-- Task requirements --
Nothing but the lines from the one that contains "Tag a single point on each instance of the vintage" through the end of the listing should appear, set down exactly.

----- Data supplied -----

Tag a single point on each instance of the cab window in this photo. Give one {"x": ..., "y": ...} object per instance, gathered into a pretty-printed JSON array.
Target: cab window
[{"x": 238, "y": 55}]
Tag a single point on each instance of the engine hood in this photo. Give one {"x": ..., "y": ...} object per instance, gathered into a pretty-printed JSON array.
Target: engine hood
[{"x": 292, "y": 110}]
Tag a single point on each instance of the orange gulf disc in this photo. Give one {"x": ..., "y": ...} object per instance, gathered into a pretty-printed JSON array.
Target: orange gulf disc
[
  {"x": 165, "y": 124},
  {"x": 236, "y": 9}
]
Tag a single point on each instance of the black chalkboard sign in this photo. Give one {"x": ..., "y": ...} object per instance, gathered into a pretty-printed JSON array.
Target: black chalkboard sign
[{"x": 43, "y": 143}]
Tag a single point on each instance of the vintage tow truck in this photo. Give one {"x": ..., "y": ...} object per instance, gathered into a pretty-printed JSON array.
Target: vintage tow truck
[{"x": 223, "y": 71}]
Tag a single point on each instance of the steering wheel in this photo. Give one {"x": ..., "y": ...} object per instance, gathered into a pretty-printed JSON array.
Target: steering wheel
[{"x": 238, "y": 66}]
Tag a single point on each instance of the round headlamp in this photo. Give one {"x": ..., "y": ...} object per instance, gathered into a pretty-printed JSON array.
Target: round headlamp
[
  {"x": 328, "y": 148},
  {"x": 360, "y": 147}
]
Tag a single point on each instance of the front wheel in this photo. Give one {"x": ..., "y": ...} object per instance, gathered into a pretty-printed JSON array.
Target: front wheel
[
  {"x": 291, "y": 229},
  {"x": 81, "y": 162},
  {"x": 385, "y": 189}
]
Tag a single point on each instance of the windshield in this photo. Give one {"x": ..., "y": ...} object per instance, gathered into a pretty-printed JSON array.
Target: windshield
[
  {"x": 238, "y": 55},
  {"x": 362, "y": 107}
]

-----

-- Task result --
Tag a single point on each instance of the vintage tow truck in this photo. Give one {"x": ..., "y": ...} object per instance, gathered into a pretty-printed JSON array.
Target: vintage tow truck
[{"x": 223, "y": 71}]
Tag a single point on each instance of the steering wheel in this photo. Give one {"x": ..., "y": ...} object per instance, gathered into a pretty-printed JSON array.
Target: steering wheel
[{"x": 238, "y": 66}]
Tag a single point on each instance of the round headlamp in this photo. Give one {"x": ..., "y": ...} object per instance, gathered into a pretty-printed JSON array.
Target: round headlamp
[
  {"x": 328, "y": 148},
  {"x": 360, "y": 147}
]
Tag a single point on each instance of the front wheel in this photo. Give one {"x": ..., "y": ...} object per instance, gathered into a pretty-printed JSON array.
Target: front wheel
[
  {"x": 291, "y": 229},
  {"x": 81, "y": 162},
  {"x": 385, "y": 189}
]
Tag a single point on each instance of the windshield in this photo. Give one {"x": ..., "y": ...} object per instance, gathered into a pretty-printed JSON array.
Target: windshield
[
  {"x": 238, "y": 55},
  {"x": 362, "y": 107}
]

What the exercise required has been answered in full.